**Text passage:**

Who Beacon shares data with and how transfers may occur

Core infrastructure providers

Based on the current implementation, Beacon relies on third-party providers including Clerk for authentication, Upstash Redis for memory, brief, key, and log storage, Groq for LLM inference, SerpAPI for search retrieval, and Vercel or equivalent hosting/runtime infrastructure for serving the application and workflows.

Connected channels

If Slack, GitHub, Discord, or similar adapters are enabled, relevant prompt and message data may also be processed by those platforms to deliver messages and status updates.

Cross-border transfers

Because Beacon uses cloud infrastructure and model providers, personal data may be processed in countries other than the one where the user is located. If GDPR or similar transfer rules apply, the operator should ensure an appropriate transfer mechanism and vendor terms are in place before using Beacon for regulated production workloads.

No blanket public disclosure

Beacon is not intended to publish private briefs or memory to the public. However, users should assume anything they submit is disclosed to the subprocessors necessary to provide the service and should avoid submitting unnecessary personal data.

Retention

How long Beacon keeps data

Memory records

Topic memory in Upstash currently has a 30-day TTL. That means saved memory is intended to expire about 30 days after it is written unless a later run refreshes it.

Brief records

Persisted brief records currently have a 30-day TTL. They are intended to remain available for account history and rerun context during that window.

Saved API keys

User-supplied Groq and SerpAPI keys currently have a 90-day TTL in storage unless the user deletes them sooner.

Logs

Operational logs are currently retained as a rolling capped list rather than a clean legal retention schedule. In practice, recent entries are preserved until overwritten by newer ones. This area should be tightened if the product is moved into a more formal compliance posture.

**Task directions:** Repeat the part of the Beacon privacy text between "Persisted brief records" and "deletes them sooner.", inclusive. Work only from the Beacon privacy text.

(Stored data)
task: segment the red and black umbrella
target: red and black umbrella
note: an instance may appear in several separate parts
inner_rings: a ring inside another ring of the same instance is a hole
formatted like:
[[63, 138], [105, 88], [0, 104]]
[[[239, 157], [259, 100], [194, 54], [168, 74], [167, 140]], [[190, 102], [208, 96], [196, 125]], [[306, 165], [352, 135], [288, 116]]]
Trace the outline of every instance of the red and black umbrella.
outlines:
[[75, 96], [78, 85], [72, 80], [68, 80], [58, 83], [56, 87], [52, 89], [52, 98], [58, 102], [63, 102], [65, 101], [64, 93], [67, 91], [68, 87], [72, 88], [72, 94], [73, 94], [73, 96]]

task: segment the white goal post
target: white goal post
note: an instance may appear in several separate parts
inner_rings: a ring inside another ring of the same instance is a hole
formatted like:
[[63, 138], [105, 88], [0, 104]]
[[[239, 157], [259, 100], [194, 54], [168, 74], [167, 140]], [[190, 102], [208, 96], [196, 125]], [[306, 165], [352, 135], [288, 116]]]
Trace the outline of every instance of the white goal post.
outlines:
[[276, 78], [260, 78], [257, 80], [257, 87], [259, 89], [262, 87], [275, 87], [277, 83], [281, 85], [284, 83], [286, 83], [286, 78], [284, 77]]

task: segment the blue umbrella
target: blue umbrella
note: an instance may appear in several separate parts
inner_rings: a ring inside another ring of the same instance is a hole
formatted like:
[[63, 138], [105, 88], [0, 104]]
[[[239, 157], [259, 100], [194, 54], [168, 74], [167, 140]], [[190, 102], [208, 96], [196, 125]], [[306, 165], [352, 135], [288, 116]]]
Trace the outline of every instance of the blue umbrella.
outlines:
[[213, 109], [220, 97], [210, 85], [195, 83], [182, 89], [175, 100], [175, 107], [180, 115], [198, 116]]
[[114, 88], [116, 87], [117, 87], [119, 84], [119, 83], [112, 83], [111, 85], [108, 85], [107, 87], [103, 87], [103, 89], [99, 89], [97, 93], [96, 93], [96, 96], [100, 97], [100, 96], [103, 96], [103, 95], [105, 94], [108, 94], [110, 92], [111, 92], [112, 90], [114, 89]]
==
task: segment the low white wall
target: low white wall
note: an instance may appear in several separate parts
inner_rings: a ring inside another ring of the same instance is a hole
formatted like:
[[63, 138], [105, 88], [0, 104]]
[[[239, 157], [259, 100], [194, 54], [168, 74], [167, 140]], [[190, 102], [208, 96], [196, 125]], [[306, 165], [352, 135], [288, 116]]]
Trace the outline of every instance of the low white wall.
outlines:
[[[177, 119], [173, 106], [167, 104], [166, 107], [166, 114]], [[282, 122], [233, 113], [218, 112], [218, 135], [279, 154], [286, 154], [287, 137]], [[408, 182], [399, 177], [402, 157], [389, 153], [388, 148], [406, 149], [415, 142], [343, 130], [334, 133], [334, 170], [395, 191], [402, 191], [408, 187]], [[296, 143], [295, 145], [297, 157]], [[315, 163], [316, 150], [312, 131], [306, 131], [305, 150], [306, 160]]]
--
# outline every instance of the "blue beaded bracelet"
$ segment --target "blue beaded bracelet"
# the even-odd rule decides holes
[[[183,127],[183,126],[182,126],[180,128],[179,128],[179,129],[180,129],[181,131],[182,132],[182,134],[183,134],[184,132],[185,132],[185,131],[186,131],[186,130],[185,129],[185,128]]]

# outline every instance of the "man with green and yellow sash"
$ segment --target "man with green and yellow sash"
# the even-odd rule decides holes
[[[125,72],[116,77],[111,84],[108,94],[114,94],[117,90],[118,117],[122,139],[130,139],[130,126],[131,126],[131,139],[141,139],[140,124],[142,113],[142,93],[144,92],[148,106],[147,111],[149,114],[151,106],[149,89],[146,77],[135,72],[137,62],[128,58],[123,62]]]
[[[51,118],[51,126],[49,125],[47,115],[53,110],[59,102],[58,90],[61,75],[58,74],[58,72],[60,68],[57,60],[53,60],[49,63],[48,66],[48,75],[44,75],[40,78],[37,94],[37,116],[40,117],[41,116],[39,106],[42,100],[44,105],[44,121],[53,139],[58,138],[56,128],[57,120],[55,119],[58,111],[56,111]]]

**Answer space:**
Persisted brief records currently have a 30-day TTL. They are intended to remain available for account history and rerun context during that window.

Saved API keys

User-supplied Groq and SerpAPI keys currently have a 90-day TTL in storage unless the user deletes them sooner.